--- begin Supplied records ---

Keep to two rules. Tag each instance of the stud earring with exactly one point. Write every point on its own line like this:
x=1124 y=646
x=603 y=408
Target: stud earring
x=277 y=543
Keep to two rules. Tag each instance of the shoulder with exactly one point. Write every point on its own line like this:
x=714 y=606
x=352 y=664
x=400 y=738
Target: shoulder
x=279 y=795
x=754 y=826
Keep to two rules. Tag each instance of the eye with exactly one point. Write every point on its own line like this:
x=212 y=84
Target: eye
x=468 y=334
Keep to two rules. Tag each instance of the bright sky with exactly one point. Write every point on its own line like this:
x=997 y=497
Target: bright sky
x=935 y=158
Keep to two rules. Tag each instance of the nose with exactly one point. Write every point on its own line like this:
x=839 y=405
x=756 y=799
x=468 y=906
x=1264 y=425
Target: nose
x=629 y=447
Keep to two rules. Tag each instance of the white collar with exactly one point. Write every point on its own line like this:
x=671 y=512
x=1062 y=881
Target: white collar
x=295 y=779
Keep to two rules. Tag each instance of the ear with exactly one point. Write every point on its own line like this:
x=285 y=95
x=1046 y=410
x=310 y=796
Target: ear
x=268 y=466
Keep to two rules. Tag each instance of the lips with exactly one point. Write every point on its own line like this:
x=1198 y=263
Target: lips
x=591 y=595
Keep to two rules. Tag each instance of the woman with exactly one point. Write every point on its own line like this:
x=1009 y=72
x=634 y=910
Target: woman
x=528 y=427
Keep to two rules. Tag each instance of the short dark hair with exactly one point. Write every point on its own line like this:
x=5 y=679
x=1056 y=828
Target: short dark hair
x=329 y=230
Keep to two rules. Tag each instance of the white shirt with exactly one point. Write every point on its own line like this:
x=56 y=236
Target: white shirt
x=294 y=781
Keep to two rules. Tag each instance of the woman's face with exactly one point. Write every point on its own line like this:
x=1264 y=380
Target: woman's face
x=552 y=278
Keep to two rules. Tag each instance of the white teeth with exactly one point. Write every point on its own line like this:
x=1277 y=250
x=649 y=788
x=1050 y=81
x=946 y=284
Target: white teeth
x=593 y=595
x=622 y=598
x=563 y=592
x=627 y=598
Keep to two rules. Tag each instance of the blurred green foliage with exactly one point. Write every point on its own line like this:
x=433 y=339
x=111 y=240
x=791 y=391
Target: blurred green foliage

--- end Supplied records ---

Rewrite the rows above with every "Keep to two rules" switched to "Follow two rules" and nothing else changed.

Follow two rules. Tag each instance of the stud earring with exactly one point. Write every point on its own line like this:
x=1124 y=646
x=603 y=408
Target: stud earring
x=277 y=543
Follow two rules. Tag each instance of the shoulder with exactly one point. Write every point on its own line like this:
x=714 y=606
x=352 y=664
x=400 y=738
Target: shoulder
x=279 y=795
x=754 y=826
Follow two rules. Tag each instance of the eye with exactly one point. Write every point on its own line like this:
x=212 y=84
Target: eye
x=468 y=334
Follow two rules. Tag each instance of the bright sky with exactly one point. Write every point on its own line like this:
x=997 y=497
Target: bright sky
x=935 y=158
Follow two rules. Tag each instance of the nose with exactly one point. Write every point on its own line like this:
x=839 y=405
x=756 y=799
x=468 y=906
x=1264 y=425
Target: nose
x=629 y=447
Follow two rules. Tag each instance of the white collar with exactly one point. Write every point on its own line like this:
x=671 y=512
x=1062 y=881
Target: white collar
x=295 y=779
Follow two rules. Tag each instance of the ear with exactly one point. Write every point on its own line like this:
x=285 y=95
x=1046 y=410
x=310 y=796
Target: ear
x=268 y=466
Follow two rules. Tag each instance of the lips with exactly one point. Write every point on its own line like this:
x=1198 y=263
Target: lips
x=591 y=595
Follow two rules. Tag each instance of the woman with exactly one point. Write every point on its own line like this:
x=1009 y=72
x=634 y=910
Target: woman
x=528 y=427
Follow two rules. Tag each instance of the short dark hair with exactly one point. Write every point on its own line like this:
x=5 y=679
x=1056 y=828
Target: short dark hair
x=329 y=230
Follow two rules. Tag each instance of the white shirt with exactly one point. Write every point on its own line like this:
x=56 y=236
Target: white shirt
x=294 y=781
Follow two rules. Tag each instance of the woman's face with exactly one point. Write every point on its own line like this:
x=1264 y=380
Target: woman's face
x=552 y=278
Follow two rules. Tag each instance of the white teeth with exactly one point. Write every point on its own line like this:
x=1277 y=250
x=649 y=788
x=1050 y=81
x=946 y=284
Target: white teeth
x=593 y=595
x=622 y=598
x=563 y=592
x=627 y=598
Follow two rules. Tag each instance of the blurred green foliage with exactly one point. Write every point on its own line like this:
x=433 y=339
x=111 y=240
x=791 y=391
Target: blurred green foliage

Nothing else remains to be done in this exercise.